* [Teks bacaan]:
━━━━━━━━

Jakarta – Dalam upaya mempercepat transisi menuju energi bersih, Indonesia mengambil langkah signifikan dengan menghapus persyaratan lokal konten untuk proyek Energi Baru Terbarukan (EBT) yang didanai melalui pinjaman atau hibah luar negeri, menurut Kementerian Energi dan Sumberdaya Mineral (ESDM). Kebijakan ini diharapkan dapat menarik lebih banyak investasi asing guna mendukung pembangunan energi bersih di Indonesia.
Direktur Jenderal Energi Baru, Terbarukan, dan Konservasi Energi (Dirjen EBTKE) Kementerian ESDM, Eniya Listiani Dewi, menyampaikan hal tersebut dalam forum internasional Clean Energy Ministerial (CEM) yang diadakan di Badung, Bali, dalam keterangan resmi, Jumat, 17 Mei.

━━━━━━━━

* [Data yang diberikan]:
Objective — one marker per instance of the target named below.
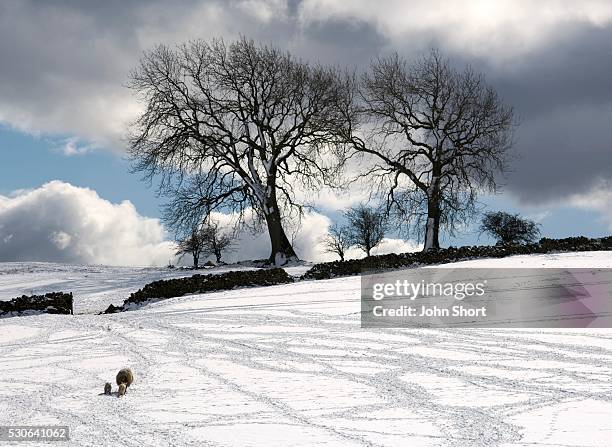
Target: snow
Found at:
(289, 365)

━━━━━━━━

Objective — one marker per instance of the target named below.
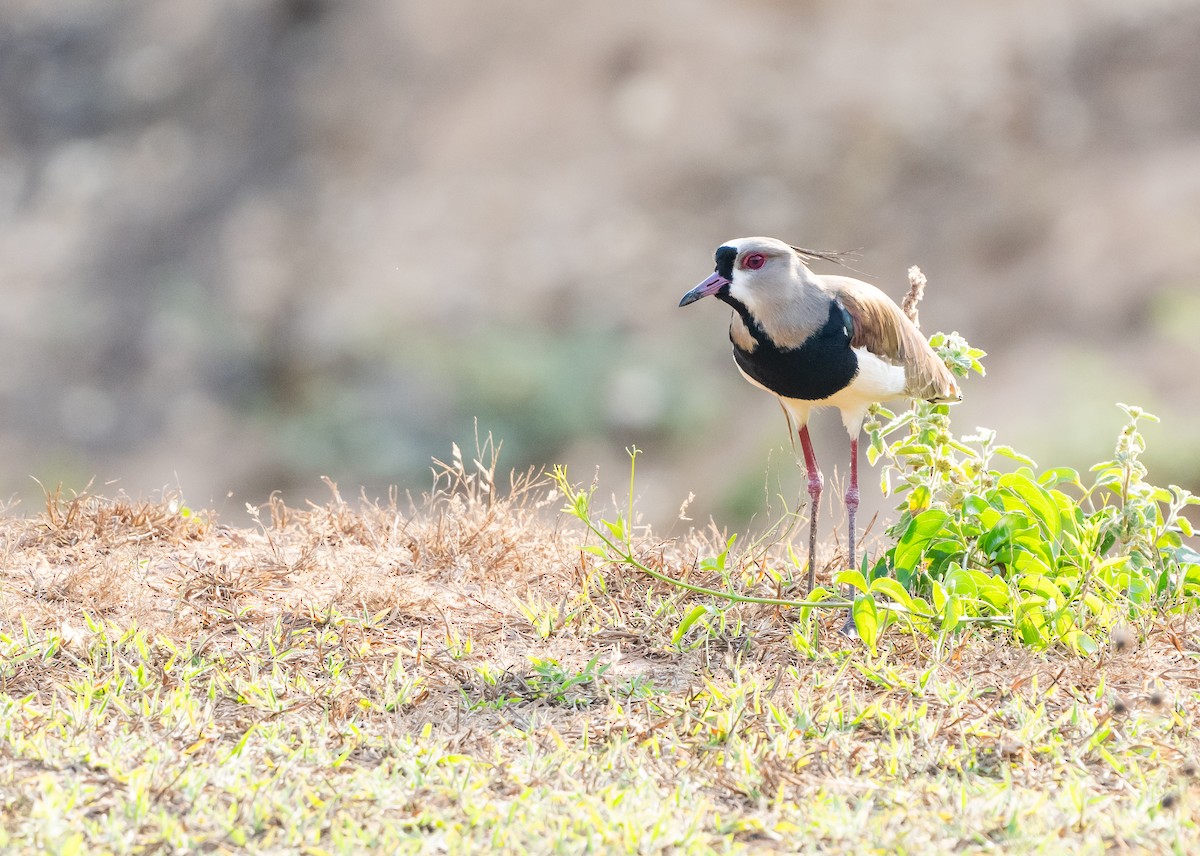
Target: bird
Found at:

━━━━━━━━

* [Tujuan 1]: Terjemahkan kalimat dari teks bacaan tentang energi terbarukan ini ke dalam bahasa Inggris: "Kebijakan ini diharapkan dapat menarik lebih banyak investasi asing guna mendukung pembangunan energi bersih di Indonesia."
* [Tujuan 2]: Silakan lanjutkan berita tentang penghapusan persyaratan konten lokal untuk proyek energi terbarukan, mulai setelah kalimat terakhirnya.

* [Jawaban tertulis 1]: This policy is expected to attract more foreign investment to support the development of clean energy in Indonesia.

* [Jawaban tertulis 2]:
“Dalam mewujudkan peta jalan transisi energi di Indonesia, membutuhkan investasi yang sangat besar. Meskipun kapasitas pembangkit Energi Baru Terbarukan (EBT) terus meningkat, masih dibutuhkan biaya besar untuk mempercepat dalam memenuhi target pembangunan nasional,” ujar Eniya.
Menurut Eniya, penghapusan persyaratan lokal konten adalah langkah strategis untuk menciptakan ekosistem yang mendukung investasi energi bersih.
“Dengan kebijakan ini, diharapkan hambatan dalam pengembangan EBT di Indonesia bisa diminimalisir, sehingga mempercepat proses transisi energi kita,” jelasnya.
Selain itu, Eniya menekankan bahwa Indonesia memiliki modal sumber daya EBT yang sangat besar dan beragam, dengan potensi mencapai 3680 GW yang bisa dioptimalkan untuk memenuhi kebutuhan energi nasional di masa depan.
“Sumber daya EBT melimpah dan tersebar di seluruh Indonesia. Potensi ini sangat besar dan dapat dioptimalkan untuk memenuhi kebutuhan energi nasional di masa depan,” tuturnya.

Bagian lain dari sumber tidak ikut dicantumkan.